# Your instructions:
Even the shortest line counts, so transcribe all the data exactly.

# Stored data:
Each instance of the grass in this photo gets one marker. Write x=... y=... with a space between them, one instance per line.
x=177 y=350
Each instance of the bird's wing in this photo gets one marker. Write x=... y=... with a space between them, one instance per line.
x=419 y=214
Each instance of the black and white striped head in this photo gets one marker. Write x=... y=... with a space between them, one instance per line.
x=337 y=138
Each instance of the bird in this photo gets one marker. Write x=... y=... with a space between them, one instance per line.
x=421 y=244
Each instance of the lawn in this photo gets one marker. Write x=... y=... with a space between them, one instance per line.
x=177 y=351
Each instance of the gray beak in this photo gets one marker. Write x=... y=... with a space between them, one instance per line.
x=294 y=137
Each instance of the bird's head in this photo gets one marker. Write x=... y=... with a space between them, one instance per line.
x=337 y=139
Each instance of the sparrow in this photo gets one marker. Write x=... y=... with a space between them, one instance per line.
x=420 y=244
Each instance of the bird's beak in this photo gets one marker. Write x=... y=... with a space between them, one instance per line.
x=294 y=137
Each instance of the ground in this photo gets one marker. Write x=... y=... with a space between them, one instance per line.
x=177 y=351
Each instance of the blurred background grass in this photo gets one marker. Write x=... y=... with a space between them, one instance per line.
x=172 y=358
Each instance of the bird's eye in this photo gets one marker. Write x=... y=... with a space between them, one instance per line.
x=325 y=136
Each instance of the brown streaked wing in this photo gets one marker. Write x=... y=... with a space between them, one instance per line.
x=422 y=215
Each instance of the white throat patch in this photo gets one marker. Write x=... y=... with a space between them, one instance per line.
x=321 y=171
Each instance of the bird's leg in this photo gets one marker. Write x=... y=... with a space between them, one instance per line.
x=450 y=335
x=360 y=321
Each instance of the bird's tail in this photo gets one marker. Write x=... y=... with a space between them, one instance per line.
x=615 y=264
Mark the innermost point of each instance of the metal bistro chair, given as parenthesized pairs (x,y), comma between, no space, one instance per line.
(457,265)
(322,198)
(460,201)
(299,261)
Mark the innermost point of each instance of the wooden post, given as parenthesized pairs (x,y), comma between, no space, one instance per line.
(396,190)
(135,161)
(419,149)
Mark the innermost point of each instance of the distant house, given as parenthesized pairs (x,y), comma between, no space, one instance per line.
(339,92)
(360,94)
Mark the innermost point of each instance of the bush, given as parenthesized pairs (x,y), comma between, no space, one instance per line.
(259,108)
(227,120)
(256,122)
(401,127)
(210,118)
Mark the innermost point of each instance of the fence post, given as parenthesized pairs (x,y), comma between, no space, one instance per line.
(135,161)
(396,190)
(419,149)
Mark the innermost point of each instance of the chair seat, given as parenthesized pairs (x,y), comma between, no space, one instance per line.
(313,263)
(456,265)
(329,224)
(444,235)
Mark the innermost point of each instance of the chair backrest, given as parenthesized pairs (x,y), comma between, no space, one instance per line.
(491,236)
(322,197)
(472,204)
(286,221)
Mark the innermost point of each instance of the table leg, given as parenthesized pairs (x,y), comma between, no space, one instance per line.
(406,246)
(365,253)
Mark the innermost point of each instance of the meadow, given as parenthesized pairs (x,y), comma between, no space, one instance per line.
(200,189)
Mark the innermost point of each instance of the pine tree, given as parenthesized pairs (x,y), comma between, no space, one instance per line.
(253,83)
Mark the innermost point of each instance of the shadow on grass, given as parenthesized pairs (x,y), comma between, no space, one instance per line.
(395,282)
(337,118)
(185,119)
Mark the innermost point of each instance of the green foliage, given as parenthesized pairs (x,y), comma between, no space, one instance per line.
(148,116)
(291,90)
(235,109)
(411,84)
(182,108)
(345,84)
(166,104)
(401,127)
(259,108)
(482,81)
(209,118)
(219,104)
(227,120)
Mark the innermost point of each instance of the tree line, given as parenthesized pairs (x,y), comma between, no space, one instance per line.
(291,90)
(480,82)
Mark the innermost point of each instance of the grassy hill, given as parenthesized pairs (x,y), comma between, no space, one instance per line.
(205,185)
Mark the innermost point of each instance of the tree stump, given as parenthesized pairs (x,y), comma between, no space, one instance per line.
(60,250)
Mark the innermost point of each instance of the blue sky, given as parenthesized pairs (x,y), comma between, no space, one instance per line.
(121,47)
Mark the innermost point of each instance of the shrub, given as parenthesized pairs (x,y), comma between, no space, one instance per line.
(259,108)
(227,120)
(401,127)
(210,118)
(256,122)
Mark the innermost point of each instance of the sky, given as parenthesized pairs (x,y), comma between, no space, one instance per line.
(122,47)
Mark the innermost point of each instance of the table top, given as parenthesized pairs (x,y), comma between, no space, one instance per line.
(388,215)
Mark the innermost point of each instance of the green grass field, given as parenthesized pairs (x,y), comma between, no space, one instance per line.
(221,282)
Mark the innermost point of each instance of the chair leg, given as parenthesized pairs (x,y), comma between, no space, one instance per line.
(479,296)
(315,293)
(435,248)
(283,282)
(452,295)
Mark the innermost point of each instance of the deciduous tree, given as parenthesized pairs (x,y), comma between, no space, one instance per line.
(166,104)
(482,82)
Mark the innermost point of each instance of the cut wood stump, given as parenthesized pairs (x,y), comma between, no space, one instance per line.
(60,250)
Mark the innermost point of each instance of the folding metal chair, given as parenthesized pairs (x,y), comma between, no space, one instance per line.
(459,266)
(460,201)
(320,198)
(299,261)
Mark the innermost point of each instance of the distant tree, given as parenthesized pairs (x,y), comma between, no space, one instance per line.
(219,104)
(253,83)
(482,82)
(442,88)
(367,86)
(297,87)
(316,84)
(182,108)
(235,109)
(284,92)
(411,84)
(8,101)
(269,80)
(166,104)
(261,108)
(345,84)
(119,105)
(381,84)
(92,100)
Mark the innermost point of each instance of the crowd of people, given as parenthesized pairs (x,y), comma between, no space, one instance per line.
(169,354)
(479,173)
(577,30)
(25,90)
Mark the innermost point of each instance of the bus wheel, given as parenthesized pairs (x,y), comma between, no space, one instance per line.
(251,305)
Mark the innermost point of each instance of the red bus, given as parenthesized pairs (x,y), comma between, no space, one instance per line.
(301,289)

# Final answer:
Each instance of the grass in this photo gets one marker. Write x=... y=... with a space between them, one instance per line.
x=177 y=350
Each instance of the bird's wing in this photo gets one marker. Write x=... y=... with a space between them, one instance per line.
x=419 y=214
Each instance of the black and white striped head in this photo gets one marker. Write x=... y=... with a space between them, one instance per line.
x=337 y=138
Each instance of the bird in this photo gets one marker. Write x=... y=... with a space between them, one instance per line.
x=421 y=244
Each instance of the lawn in this photo gets one marker. Write x=... y=... with a space between them, one instance per line.
x=177 y=351
Each instance of the gray beak in this photo gets one marker. Write x=... y=... with a space between them, one instance per line.
x=294 y=137
Each instance of the bird's head in this photo gets one marker. Write x=... y=... with a space between them, one instance per line.
x=337 y=139
Each instance of the sparrow in this photo gets one marker. Write x=... y=... with a space between them, one instance per line.
x=420 y=244
Each instance of the bird's beak in this photo gets one marker. Write x=... y=... with a space between them, one instance per line.
x=294 y=137
Each instance of the ground in this photo gets one marker. Write x=... y=... with a space between them, one instance per line.
x=177 y=351
Each instance of the blurred background grass in this photo gets one marker. Write x=... y=... with a space between them, one instance per line.
x=172 y=358
Each instance of the bird's eye in this photo gets one marker. Write x=... y=... with a space between them, one instance per line.
x=325 y=136
Each instance of the brown streaked wing in this photo gets one marker. Write x=... y=... with a space between them, one instance per line.
x=422 y=215
Each instance of the white throat patch in this photo gets one marker. Write x=... y=... with a space between them, one instance per line.
x=321 y=171
Each instance of the bird's leg in this photo gets one marker. Write x=... y=... with a space between them, one instance per line.
x=450 y=335
x=360 y=321
Each instance of the bird's tail in this photo gets one marker. Write x=... y=... with a space between them, one instance per line.
x=615 y=264
Mark the innermost point of each instance of the metal bistro chair, given as parenthesized pairs (x,y), comma between, no space, one instance per line.
(457,265)
(322,198)
(460,201)
(299,261)
Mark the innermost point of each instance of the wooden post, given as parenthesized pairs (x,y), comma between, no space, one instance per line.
(396,190)
(135,161)
(419,149)
Mark the innermost point of each instance of the distant house, given as parenthesized pairs (x,y), comma between, no space, one instance per line.
(339,92)
(360,94)
Mark the innermost point of each instance of the bush, given as parenthesized pairs (x,y), comma between, no space, one instance per line.
(259,108)
(227,120)
(256,122)
(401,127)
(210,118)
Mark the innermost point of each instance of the fence post, given as parenthesized pairs (x,y), comma between, no space, one instance per line.
(135,161)
(396,190)
(419,149)
Mark the innermost point of each instance of the chair seat, given as parenthesized pairs (x,y), comma between, no space, one instance per line.
(313,263)
(456,265)
(329,224)
(444,235)
Mark the innermost point of each instance of the chair backrest, given as parenthesized pairs (x,y), comma between, no space, one instance per line.
(491,236)
(322,197)
(472,204)
(286,221)
Mark the innermost point of each instance of the table leg, given as parenthesized pairs (x,y), comma between, no space, one instance per line.
(406,246)
(365,253)
Mark the innermost point of each instance of the meadow, given as parenthesized pairs (x,y), comma between, no space, one instance per line.
(200,189)
Mark the innermost point of each instance of the pine tree, given as parenthesized pairs (x,y), comma between, no space, one instance per line.
(253,83)
Mark the innermost point of each instance of the shadow on grass, given as parenthesized pairs (x,y), comma between, no space, one instance per line.
(395,282)
(337,118)
(185,119)
Mark the innermost point of each instance of the green foliage, given as parenthesized pairs (x,y), comma between, no space, one instance per line.
(148,116)
(291,90)
(235,109)
(411,84)
(182,108)
(345,84)
(166,104)
(401,127)
(259,108)
(482,81)
(209,118)
(219,104)
(227,120)
Mark the innermost point of each instance of the tree line, given as parenthesized pairs (x,y), comma between, no space, one instance per line.
(291,90)
(480,82)
Mark the innermost point of each instance of the grassy hill, given as parenthesized pairs (x,y), comma between, no space, one instance per line.
(205,185)
Mark the innermost point of each instance of the tree stump, given as parenthesized pairs (x,y), comma between, no space, one instance per line.
(60,250)
Mark the innermost point of each instance of the blue sky, given as parenthesized pairs (x,y), comma between, no space, one instance per line.
(121,47)
Mark the innermost point of each instance of the shrub, given as parenthesized pairs (x,y), comma between, no space, one instance per line.
(259,108)
(227,120)
(401,127)
(210,118)
(256,122)
Mark the innermost point of each instance of the sky, given as parenthesized pairs (x,y), comma between, no space, one instance per line.
(122,47)
Mark the innermost point of each instance of the table top, given as parenthesized pairs (x,y), comma between, no space, one instance per line.
(388,215)
Mark the innermost point of each instance of the green grass field, given as parenthesized pairs (x,y), comma between, no space, one instance per line.
(221,282)
Mark the innermost point of each instance of the chair leg, given as parenthesized pairs (x,y), comma between, no space, one instance per line.
(479,296)
(315,293)
(435,248)
(283,282)
(452,295)
Mark the innermost point of each instance of the deciduous tree, given as parenthesized pairs (x,y), comma between, no space, one instance per line.
(166,104)
(482,82)
Mark the innermost point of each instance of the cut wood stump, given as parenthesized pairs (x,y), comma between, no space, one instance per line.
(60,250)
Mark the innermost point of each instance of the folding metal chair, given as parenthesized pairs (x,y), comma between, no space, one instance per line.
(459,266)
(460,201)
(320,198)
(299,261)
Mark the innermost point of each instance of the distant tree, given as parenthesized pairs (x,y), comma between, no space, one instance per line.
(219,104)
(253,83)
(482,82)
(442,88)
(367,86)
(297,87)
(316,84)
(182,108)
(235,109)
(284,92)
(411,84)
(8,101)
(269,80)
(166,104)
(261,108)
(345,84)
(119,105)
(381,84)
(92,100)
Mark the innermost point of each instance of the crowd of people, given as parenthesized pairs (x,y), comma between, no space, one instance per line.
(169,354)
(479,173)
(577,30)
(25,90)
Mark the innermost point of each instance of the bus wheel, given as parenthesized pairs (x,y), comma between, no space, one instance per line.
(251,305)
Mark the innermost point of each instance of the red bus, given as parenthesized pairs (x,y), comma between, no space, one instance per line.
(301,289)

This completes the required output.